- **Supplied entries**:

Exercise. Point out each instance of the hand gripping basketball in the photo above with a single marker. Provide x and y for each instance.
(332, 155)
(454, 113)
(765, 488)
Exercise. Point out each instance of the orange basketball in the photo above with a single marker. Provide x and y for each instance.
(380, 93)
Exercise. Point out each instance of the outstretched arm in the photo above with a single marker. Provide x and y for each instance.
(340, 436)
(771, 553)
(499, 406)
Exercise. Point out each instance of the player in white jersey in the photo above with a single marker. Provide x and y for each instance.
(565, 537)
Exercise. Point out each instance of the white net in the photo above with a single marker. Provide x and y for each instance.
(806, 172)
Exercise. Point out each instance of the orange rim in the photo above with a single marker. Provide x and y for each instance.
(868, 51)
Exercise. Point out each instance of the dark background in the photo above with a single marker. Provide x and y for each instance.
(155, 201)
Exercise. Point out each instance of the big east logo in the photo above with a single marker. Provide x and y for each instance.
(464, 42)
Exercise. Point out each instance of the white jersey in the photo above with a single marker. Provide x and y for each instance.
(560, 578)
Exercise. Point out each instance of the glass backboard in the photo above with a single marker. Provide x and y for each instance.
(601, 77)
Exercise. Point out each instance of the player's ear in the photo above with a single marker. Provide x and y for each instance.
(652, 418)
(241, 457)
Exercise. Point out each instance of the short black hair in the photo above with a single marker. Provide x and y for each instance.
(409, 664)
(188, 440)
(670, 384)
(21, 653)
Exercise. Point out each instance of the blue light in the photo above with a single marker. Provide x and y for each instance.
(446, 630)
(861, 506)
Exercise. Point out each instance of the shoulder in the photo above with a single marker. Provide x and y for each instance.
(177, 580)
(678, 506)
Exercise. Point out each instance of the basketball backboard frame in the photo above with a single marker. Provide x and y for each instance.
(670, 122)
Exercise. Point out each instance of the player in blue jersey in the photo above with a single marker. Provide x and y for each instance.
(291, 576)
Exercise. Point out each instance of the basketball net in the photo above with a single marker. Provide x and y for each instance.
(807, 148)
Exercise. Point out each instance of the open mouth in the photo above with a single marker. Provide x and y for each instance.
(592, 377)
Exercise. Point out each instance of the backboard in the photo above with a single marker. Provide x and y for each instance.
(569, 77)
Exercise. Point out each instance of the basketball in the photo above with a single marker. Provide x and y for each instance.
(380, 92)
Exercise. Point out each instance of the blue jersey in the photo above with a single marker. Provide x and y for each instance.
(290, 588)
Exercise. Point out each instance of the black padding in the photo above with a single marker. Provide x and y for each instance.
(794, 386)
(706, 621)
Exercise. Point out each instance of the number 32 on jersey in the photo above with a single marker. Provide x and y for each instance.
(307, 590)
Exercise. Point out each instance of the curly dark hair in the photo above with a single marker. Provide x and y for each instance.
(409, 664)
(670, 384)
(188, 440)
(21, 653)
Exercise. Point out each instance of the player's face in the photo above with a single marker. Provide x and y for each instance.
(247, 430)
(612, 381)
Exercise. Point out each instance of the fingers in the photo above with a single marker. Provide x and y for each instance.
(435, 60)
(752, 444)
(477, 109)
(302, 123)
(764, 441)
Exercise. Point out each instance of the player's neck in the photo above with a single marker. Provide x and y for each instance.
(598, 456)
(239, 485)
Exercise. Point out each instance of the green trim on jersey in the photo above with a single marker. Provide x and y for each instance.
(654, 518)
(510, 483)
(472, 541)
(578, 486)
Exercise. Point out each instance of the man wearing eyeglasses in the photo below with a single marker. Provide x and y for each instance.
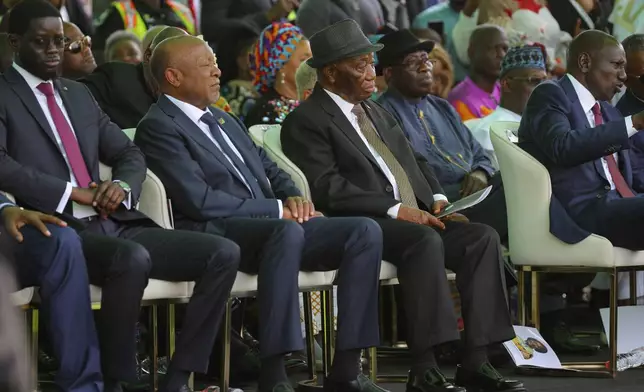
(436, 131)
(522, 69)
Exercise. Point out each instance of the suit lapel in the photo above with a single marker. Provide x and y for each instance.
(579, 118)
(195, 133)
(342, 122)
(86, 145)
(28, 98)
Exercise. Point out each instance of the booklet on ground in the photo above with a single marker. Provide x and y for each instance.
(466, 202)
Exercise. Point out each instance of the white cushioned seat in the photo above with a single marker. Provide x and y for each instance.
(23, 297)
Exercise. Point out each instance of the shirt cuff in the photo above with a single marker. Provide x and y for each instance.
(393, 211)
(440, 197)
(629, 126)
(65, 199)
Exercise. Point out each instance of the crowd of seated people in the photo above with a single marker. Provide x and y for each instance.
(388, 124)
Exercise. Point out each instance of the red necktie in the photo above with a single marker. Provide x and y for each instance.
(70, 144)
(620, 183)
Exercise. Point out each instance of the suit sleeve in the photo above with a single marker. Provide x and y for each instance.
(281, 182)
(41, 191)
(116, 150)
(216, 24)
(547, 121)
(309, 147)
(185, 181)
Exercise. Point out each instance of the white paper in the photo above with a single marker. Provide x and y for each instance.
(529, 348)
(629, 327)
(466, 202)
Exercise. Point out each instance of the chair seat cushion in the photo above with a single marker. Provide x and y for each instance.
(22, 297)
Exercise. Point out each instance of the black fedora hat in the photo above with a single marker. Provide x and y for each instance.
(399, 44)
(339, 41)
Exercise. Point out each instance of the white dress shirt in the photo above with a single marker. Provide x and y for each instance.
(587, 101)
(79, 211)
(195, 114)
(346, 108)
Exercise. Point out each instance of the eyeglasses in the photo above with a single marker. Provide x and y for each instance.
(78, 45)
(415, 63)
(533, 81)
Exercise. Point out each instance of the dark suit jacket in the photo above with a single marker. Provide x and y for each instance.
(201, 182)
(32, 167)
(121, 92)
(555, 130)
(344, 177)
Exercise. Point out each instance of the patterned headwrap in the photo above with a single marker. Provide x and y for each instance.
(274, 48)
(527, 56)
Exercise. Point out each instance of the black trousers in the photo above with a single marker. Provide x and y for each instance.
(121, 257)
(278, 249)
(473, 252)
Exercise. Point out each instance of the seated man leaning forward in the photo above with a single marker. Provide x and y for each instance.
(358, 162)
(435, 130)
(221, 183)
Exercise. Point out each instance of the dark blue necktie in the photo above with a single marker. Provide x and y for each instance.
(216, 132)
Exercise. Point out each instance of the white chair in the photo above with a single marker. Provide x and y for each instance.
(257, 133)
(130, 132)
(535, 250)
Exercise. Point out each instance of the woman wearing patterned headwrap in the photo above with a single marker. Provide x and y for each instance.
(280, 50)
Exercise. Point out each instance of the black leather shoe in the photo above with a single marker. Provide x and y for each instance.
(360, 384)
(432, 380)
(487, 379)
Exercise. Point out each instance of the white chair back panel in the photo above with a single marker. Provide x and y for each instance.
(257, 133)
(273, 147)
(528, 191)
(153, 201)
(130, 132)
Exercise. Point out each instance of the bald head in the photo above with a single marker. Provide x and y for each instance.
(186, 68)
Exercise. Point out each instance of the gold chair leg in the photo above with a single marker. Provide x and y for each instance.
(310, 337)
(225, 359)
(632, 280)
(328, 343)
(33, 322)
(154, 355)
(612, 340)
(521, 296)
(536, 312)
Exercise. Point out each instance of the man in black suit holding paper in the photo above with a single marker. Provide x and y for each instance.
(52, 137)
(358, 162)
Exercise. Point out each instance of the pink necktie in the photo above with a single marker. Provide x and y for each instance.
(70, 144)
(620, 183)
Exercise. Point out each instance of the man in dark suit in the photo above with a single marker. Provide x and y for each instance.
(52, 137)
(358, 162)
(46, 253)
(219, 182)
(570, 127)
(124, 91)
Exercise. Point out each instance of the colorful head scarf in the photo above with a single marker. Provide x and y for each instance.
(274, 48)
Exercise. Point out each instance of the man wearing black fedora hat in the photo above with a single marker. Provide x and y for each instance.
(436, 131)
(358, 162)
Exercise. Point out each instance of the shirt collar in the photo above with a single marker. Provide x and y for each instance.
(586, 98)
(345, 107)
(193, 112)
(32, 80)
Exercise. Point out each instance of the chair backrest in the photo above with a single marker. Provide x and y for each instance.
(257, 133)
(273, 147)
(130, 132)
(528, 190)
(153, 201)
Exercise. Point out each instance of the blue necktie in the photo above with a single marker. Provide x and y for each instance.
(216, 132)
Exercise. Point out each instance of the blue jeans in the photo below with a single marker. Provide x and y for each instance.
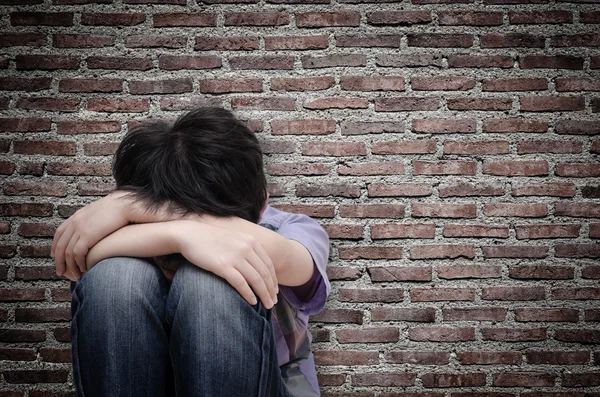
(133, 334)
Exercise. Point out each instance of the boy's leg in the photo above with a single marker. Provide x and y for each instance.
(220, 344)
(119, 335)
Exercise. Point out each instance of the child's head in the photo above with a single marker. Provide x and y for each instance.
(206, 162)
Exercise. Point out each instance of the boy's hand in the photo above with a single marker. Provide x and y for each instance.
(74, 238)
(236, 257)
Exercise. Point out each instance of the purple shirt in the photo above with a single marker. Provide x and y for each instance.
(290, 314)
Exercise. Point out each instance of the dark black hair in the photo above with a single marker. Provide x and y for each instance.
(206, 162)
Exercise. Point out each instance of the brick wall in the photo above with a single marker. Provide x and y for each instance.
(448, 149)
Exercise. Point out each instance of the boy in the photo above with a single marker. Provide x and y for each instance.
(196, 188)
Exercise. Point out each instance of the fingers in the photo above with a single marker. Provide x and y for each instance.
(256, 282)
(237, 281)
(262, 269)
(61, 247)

- **Instruction**: Quote the material above exactly, from the line holding "Exercise. Point out each instance of the colorful" through its last line, including both. Omit the pictures.

- **Solution to the exercise**:
Exercise. Point out each instance of the colorful head scarf in the photo above with a single marker. Provide x and y for each instance.
(274, 48)
Exercise. Point out each instance of the man wearing black fedora hat in the photo above with a single marker. Provide x and y for each instance.
(436, 131)
(358, 162)
Exercise. Point out each instance of the shirt collar in the photo above with a single marker. Provide x and y for each instance.
(586, 98)
(345, 107)
(193, 112)
(32, 80)
Exercise. Point out each instance of the chair backrest in the photo above with a single marker. Provide x and y for each instance.
(257, 133)
(273, 147)
(130, 132)
(528, 190)
(153, 201)
Exercise. Point out each instance of the blue necktie in the photo above with a single marker. Provide x and y for each instance.
(216, 132)
Exercise. Point out each instance of the blue jeans in the photo below with a single marker. Provide x and y for each instance.
(133, 334)
Exercise. Point out each instance of the boy's leg in the photo above with a single marker. Provide x and y for each instance.
(220, 344)
(119, 335)
Exercise. Point out each instance of the child's head in the photo above with a single marker. Provide x and y for each instance.
(206, 162)
Exercise. Point out each instance of the boy's hand in the photo above with a single marker. Provide x and y for each instance.
(74, 238)
(236, 257)
Exercise. Point out each instance of the purple shirt in the photo above with a single marker. Provide x and y for each instance.
(290, 314)
Exercise. Point out each instance of the dark black hair in the photo above with a single marker. Provide x and y for each instance.
(206, 162)
Exercise. Point out each instance of the brick wall in the photo above with a single marker. Provide x and y for each instance.
(448, 149)
Exercise. Point out each instance of the boy in the photo above with a single marker. Provide x and y for each instance.
(196, 188)
Exercise. Point out each instance of the fingers in the photo above with a single marker. Provide x and y for each instance.
(256, 282)
(237, 281)
(262, 269)
(61, 247)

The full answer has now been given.